▸ PASSAGE SHOWN:
RelaxDamit! Nobody ever said this was going to be easy….
I saw a commercial on TV last night and the subject was parents don’t get to call in sick. this is true of all parents. You get sick but the kids still need to get fed, go to school etc… If you are lucky you have a spouse that can pick up some of the slack but it’s true parents don’t get to call in sick.
This is even more true of parents who are coping with Mental Illness or have children with mental illness. In my case my wife gets to deal with a trifecta, a spouse with and 2 children all with various forms of mental illness.
So I owe it to my family to be as prepared to manage my mental illness as possible. What you are dealing with may explain your behavior but it does not excuse the behavior. Sounds like tough love but they need to be prepared for a world that will not just give them a blank check for bad behavior because they have a mental illness.
In our case, I have to lead by example. First, I do not keep secrets about my condition from my children. They know what struggles I am facing and can see what I am doing to manage my life. They can also see that it is okay to fail. I make lots of mistakes but I get up, learn from them and move on. I hold myself accountable and I remind them we are all a work in progress.
Second, I have taken charge of my own treatment. I am responsible for managing Dr appts, medication management, and personal responsibilities.
Third, I need to keep a structured lifestyle. My smartphone calendar is chock full of reminder alerts. Some of them might seem silly but they are all there for a reason. IN the morning I have about a dozen alarms alone just to remind me of things that need to happen to get the kids up and out to school. Managing structure is more difficult than managing medications…
Last I need to remind myself to let go of the guilt. What they are dealing with is not the result of something I did or did not do. It is an illness just like mine. I am trying to be the best parent I can be. I am trying to be the best role model I can be.
A huge advantage of being a parent with mental illness raising children with mental illness is that I can empathize with them better than most parents can. I remind them that what they are feeling and experiencing is real and the pain hurts. This seems callous but it is treating them with respect. It doesn’t mean I don’t comfort them. This is something that might be lost on someone who does not have a form of mental illness. Being able to listen and not just hear is the most important lesson I have had to learn.

Stored dataset items
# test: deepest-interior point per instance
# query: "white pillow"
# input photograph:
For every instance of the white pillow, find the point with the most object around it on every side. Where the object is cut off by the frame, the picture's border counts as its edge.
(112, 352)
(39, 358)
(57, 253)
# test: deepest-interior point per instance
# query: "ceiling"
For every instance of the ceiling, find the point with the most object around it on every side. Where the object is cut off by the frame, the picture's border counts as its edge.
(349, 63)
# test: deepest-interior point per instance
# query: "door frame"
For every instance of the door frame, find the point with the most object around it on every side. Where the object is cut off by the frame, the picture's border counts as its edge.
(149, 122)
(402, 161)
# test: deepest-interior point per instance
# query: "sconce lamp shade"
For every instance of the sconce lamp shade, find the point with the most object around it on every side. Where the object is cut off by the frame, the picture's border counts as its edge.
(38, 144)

▸ ASSIGNMENT 1: According to the post on parenting with mental illness, what is more difficult than managing medications?
▸ ASSIGNMENT 2: List the four things the writer of the post on parenting with mental illness says he does, introduced by "First," "Second," "Third," and "Last."

▸ RESPONSE 1: Managing structure.

▸ RESPONSE 2:
- Not keeping secrets about his condition from his children
- Taking charge of his own treatment
- Keeping a structured lifestyle
- Letting go of the guilt